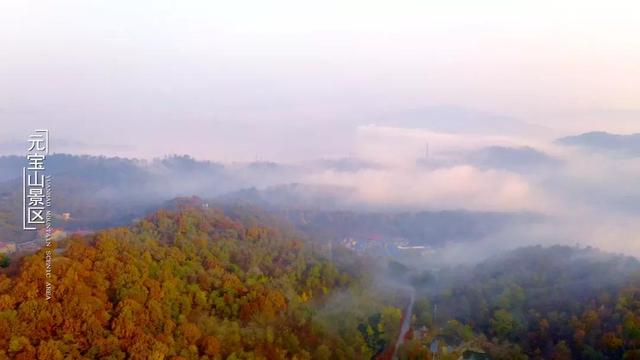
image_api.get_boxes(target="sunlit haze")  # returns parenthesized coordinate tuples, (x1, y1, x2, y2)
(2, 0, 639, 160)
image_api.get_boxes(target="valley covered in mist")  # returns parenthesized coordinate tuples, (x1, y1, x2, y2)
(3, 0, 640, 358)
(1, 128, 640, 359)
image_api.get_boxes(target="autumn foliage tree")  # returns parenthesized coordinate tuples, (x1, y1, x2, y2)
(0, 206, 369, 359)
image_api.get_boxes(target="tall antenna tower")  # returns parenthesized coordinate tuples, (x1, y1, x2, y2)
(425, 141, 430, 159)
(433, 303, 437, 324)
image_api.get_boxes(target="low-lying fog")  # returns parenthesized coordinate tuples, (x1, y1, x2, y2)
(1, 116, 639, 260)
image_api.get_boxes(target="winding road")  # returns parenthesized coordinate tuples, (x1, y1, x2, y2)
(392, 288, 415, 360)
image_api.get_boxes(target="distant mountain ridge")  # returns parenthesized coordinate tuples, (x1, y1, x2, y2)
(465, 146, 561, 172)
(556, 131, 640, 156)
(215, 183, 356, 210)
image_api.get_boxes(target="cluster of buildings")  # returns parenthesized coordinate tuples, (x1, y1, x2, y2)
(339, 236, 434, 257)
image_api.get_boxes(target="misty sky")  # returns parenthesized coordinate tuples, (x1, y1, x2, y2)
(1, 0, 639, 161)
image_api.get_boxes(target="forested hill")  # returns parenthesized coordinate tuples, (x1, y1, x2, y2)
(5, 197, 640, 359)
(401, 246, 640, 359)
(0, 205, 389, 359)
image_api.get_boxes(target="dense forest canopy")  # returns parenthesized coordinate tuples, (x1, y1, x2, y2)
(0, 205, 405, 359)
(399, 246, 640, 359)
(4, 202, 640, 359)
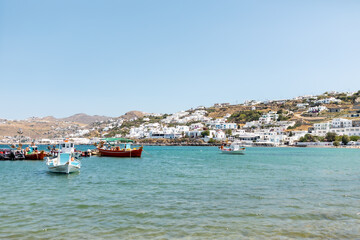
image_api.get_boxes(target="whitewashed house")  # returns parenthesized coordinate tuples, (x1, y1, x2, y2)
(313, 122, 331, 136)
(189, 123, 204, 130)
(258, 112, 278, 125)
(331, 118, 352, 128)
(315, 97, 341, 104)
(308, 106, 328, 113)
(186, 130, 203, 138)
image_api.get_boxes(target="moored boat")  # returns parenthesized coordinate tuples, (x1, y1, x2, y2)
(46, 140, 81, 174)
(25, 145, 46, 160)
(0, 149, 12, 160)
(97, 138, 143, 158)
(81, 149, 92, 157)
(0, 149, 25, 160)
(98, 146, 143, 157)
(219, 142, 246, 154)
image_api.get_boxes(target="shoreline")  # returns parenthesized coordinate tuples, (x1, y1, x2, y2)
(1, 142, 359, 148)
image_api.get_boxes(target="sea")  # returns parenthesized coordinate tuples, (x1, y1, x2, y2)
(0, 145, 359, 239)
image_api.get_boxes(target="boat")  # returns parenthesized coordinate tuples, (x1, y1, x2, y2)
(25, 145, 46, 160)
(72, 150, 82, 160)
(219, 142, 246, 154)
(98, 144, 143, 157)
(81, 149, 92, 157)
(46, 141, 81, 173)
(0, 148, 25, 160)
(0, 149, 12, 160)
(97, 138, 143, 158)
(12, 150, 25, 160)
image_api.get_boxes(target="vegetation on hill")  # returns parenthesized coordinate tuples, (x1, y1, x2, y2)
(228, 110, 262, 123)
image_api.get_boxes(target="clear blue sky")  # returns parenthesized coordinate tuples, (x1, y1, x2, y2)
(1, 0, 360, 119)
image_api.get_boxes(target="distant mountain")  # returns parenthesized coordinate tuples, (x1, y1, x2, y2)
(61, 113, 111, 124)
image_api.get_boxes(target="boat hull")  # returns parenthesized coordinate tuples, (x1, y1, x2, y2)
(48, 162, 80, 174)
(98, 147, 143, 157)
(25, 152, 46, 160)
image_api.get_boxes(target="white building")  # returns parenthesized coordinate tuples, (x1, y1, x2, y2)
(308, 106, 328, 113)
(313, 122, 331, 136)
(211, 122, 237, 130)
(186, 130, 202, 138)
(332, 118, 352, 128)
(312, 119, 358, 137)
(297, 103, 309, 109)
(258, 112, 279, 125)
(328, 127, 360, 136)
(189, 123, 204, 130)
(315, 97, 341, 104)
(243, 121, 259, 129)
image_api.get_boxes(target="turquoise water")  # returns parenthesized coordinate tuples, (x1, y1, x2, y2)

TASK ITEM: What is needed is an exact repetition of every entry, without the pictures.

FINISHED TASK:
image_api.get_boxes(target="sunlit haze")  # returns parenthesized coordinate tuples, (x1, y1, x2, y2)
(2, 0, 639, 160)
image_api.get_boxes(target="valley covered in mist")  # returns parenthesized coordinate tuples, (x1, y1, x2, y2)
(3, 0, 640, 358)
(1, 128, 640, 359)
image_api.get_boxes(target="autumn foliage tree")  # returns parenthesized coordinate tuples, (x1, y1, x2, y2)
(0, 206, 369, 359)
image_api.get_boxes(target="tall antenna tower")  # returns parenthesized coordinate tuples, (x1, y1, x2, y2)
(425, 141, 430, 159)
(433, 303, 437, 324)
image_api.get_boxes(target="low-lying fog")  # returns parenthesized coordinate tuples, (x1, y1, x2, y2)
(1, 116, 639, 260)
image_api.get_boxes(target="winding road")  # returns parenthesized coordinate tuples, (x1, y1, x2, y2)
(392, 288, 415, 360)
image_api.get_boxes(target="distant mountain ridge")  # returns parenthesized coordinate tuples, (x1, y1, x2, y2)
(465, 146, 561, 172)
(556, 131, 640, 156)
(215, 183, 356, 210)
image_api.get_boxes(target="cluster of buildings")  # returns parenthesized coordinate tuples, (x1, y1, x2, y2)
(339, 236, 434, 257)
image_api.get_boxes(target="misty sky")  # returns parenthesized coordinate tuples, (x1, y1, x2, y2)
(1, 0, 639, 161)
image_api.get_boxes(target="forested hill")  # returns parenthesized coordinate tuples, (x1, y1, x2, y2)
(5, 197, 640, 359)
(401, 246, 640, 359)
(0, 205, 389, 359)
image_api.get_boxes(target="dense forest canopy")  # returns parenthesized coordinate tuples, (x1, y1, x2, y2)
(0, 205, 405, 359)
(399, 246, 640, 359)
(4, 202, 640, 359)
image_api.get_boxes(target="whitewashed house")  # returns parenthesized coordinate tuples, (x1, y1, x2, y2)
(313, 122, 331, 136)
(189, 123, 204, 130)
(258, 112, 278, 125)
(331, 118, 352, 128)
(315, 97, 341, 104)
(308, 106, 328, 113)
(186, 130, 203, 138)
image_api.get_boxes(target="moored boat")  # returns parenthesized coordinate tuples, (x1, y1, x2, y2)
(46, 140, 81, 174)
(25, 145, 46, 160)
(0, 149, 12, 160)
(97, 138, 143, 158)
(81, 149, 92, 157)
(0, 149, 25, 160)
(98, 146, 143, 157)
(219, 142, 246, 154)
image_api.get_boxes(target="shoreline")  # returns parenthesized coordinate tuples, (x1, y1, x2, y2)
(1, 142, 359, 148)
image_api.get_boxes(target="sea")  # returns parenthesized coordinate tuples, (x1, y1, x2, y2)
(0, 145, 359, 239)
image_api.get_boxes(target="boat")  # returns parenthesized coordinate tuples, (x1, y1, x2, y2)
(25, 145, 46, 160)
(72, 150, 82, 160)
(219, 142, 246, 154)
(98, 144, 143, 157)
(81, 149, 92, 157)
(46, 141, 81, 173)
(0, 148, 25, 160)
(0, 149, 12, 160)
(97, 138, 143, 158)
(12, 150, 25, 160)
image_api.get_boxes(target="vegetation on hill")  # returns parenthesized coordinate tuples, (x1, y1, x2, y2)
(228, 110, 262, 123)
image_api.get_boxes(target="clear blue sky")  # returns parenthesized coordinate tuples, (x1, y1, x2, y2)
(1, 0, 360, 119)
image_api.get_boxes(target="distant mountain")  # returns parenthesized coordinate tuples, (x1, y1, x2, y2)
(61, 113, 111, 124)
image_api.get_boxes(target="boat hull")  # returns parenthesized coordinate tuples, (x1, y1, x2, y2)
(48, 162, 80, 174)
(98, 147, 143, 157)
(25, 152, 46, 160)
image_api.get_boxes(target="white building")  # returns parenthesized coordinate tuples, (x1, y1, x2, y2)
(308, 106, 328, 113)
(313, 122, 331, 136)
(211, 122, 237, 130)
(186, 130, 202, 138)
(332, 118, 352, 128)
(312, 119, 358, 137)
(297, 103, 309, 109)
(258, 112, 279, 125)
(328, 127, 360, 136)
(189, 123, 204, 130)
(315, 97, 341, 104)
(243, 121, 259, 129)
image_api.get_boxes(target="turquoise water")  # returns parenthesized coordinate tuples, (x1, y1, x2, y2)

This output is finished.